Amor em tempos de crise

Quando a economia vai mal, a vida a dois pode continuar bem?




















por Valéria Maniero
Revista O Globo
Fev 2013


Era um vez uma crise que atingiu alguns países da Europa e derrubou PIBs e esperanças. Uma crise que destruiu postos de trabalho e fez disparar taxas de desemprego, tornando mais incerto o futuro dos mais jovens. Uma crise que marcará para sempre a história de Grécia, Portugal, Espanha e Itália. Os dois primeiros, aliás, tiveram que pedir ajuda financeira para tentar driblá-la. O terceiro não consegue dar emprego a mais da metade dos que têm menos de 25 anos. E o quarto, há muito tempo, tem uma dívida elevada. É uma crise sobretudo econômica, mas que acabou provocando ecos na política, impulsionando trocas de governo e de partidos no poder. E expôs a fragilidade das contas públicas de países que tinham se endividado demais e, depois, para melhorá-las, “pisaram no freio”, cortando gastos, elevando impostos e eliminando benefícios sociais. Também foi uma crise que colocou em xeque a credibilidade do próprio euro.


Mas teria sido ela capaz de afetar o amor? Quando a economia vai mal, a vida a dois pode continuar bem? Gregos, portugueses, espanhóis e italianos relatam como andam os relacionamentos em época de redução de salários, demissões, queda do poder aquisitivo e aumento das incertezas. Como enfrentam a crise, depois que a sensação de segurança e a estabilidade, virtudes que pareciam direito adquirido daqueles países — como se eles nunca fossem perdê-las e nós, aqui, jamais alcançá-las —, um dia, foram embora. Qual foi, então, a reação do amor?
##########
■ Tarefa a fazer
Devolva, sem mudar nada, a parte do trecho que vai de "Mas teria sido" até "reação do amor?", incluindo essas palavras. Baseie-se apenas no trecho, sem buscar informação em outro lugar.
##########
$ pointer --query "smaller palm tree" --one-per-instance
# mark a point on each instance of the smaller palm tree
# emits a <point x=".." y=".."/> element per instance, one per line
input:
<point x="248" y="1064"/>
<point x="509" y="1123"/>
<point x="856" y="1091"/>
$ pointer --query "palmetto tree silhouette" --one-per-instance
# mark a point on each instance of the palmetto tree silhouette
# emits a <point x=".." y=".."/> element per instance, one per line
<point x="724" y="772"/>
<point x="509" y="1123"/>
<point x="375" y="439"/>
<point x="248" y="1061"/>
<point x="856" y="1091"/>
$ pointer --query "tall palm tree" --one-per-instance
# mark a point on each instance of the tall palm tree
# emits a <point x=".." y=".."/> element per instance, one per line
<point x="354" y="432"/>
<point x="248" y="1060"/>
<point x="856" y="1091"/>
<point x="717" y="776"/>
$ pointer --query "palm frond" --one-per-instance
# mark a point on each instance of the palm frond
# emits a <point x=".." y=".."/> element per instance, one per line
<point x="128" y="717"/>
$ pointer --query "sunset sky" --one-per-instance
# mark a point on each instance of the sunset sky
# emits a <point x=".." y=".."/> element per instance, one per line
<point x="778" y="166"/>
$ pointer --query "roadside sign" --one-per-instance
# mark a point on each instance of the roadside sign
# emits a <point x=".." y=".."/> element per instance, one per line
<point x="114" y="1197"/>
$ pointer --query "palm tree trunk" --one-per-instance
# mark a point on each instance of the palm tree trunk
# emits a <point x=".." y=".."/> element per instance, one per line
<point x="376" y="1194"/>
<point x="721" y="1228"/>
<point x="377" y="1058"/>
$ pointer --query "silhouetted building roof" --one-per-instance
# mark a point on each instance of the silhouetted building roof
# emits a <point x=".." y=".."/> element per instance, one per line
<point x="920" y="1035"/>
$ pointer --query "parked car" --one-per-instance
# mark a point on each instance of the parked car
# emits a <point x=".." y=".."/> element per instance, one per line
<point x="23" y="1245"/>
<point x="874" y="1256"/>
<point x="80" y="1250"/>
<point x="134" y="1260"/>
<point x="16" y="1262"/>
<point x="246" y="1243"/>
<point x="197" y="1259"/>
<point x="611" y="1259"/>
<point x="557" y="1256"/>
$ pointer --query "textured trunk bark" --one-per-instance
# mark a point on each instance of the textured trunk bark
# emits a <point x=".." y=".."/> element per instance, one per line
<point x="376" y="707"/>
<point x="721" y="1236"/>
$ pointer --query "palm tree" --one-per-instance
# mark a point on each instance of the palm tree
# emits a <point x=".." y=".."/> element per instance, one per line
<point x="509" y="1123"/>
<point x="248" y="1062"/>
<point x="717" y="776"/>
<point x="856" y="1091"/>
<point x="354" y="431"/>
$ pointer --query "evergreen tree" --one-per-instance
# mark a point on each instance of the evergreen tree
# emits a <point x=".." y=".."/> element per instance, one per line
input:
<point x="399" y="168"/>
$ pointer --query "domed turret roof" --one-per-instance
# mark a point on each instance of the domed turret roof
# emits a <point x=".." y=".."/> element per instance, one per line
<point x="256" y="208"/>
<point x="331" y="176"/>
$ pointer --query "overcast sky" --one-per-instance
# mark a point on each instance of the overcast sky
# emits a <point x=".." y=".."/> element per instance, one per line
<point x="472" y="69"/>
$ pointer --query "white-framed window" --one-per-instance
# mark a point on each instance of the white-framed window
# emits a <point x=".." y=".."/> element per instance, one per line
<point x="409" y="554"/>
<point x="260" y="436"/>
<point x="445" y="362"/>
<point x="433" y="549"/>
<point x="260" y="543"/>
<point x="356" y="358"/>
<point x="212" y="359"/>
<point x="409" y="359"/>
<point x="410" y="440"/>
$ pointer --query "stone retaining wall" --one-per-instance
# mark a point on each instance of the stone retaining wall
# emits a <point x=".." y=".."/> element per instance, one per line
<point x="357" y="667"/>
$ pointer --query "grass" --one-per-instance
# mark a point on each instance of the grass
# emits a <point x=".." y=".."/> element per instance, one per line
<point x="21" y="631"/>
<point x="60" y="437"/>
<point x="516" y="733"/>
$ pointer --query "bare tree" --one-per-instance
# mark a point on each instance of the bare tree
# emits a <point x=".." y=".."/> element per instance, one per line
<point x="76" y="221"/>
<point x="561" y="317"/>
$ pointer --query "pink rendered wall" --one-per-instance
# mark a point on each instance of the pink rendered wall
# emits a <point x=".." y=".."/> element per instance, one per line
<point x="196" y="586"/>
##########
■ Resultado do exercício
Mas teria sido ela capaz de afetar o amor? Quando a economia vai mal, a vida a dois pode continuar bem? Gregos, portugueses, espanhóis e italianos relatam como andam os relacionamentos em época de redução de salários, demissões, queda do poder aquisitivo e aumento das incertezas. Como enfrentam a crise, depois que a sensação de segurança e a estabilidade, virtudes que pareciam direito adquirido daqueles países — como se eles nunca fossem perdê-las e nós, aqui, jamais alcançá-las —, um dia, foram embora. Qual foi, então, a reação do amor?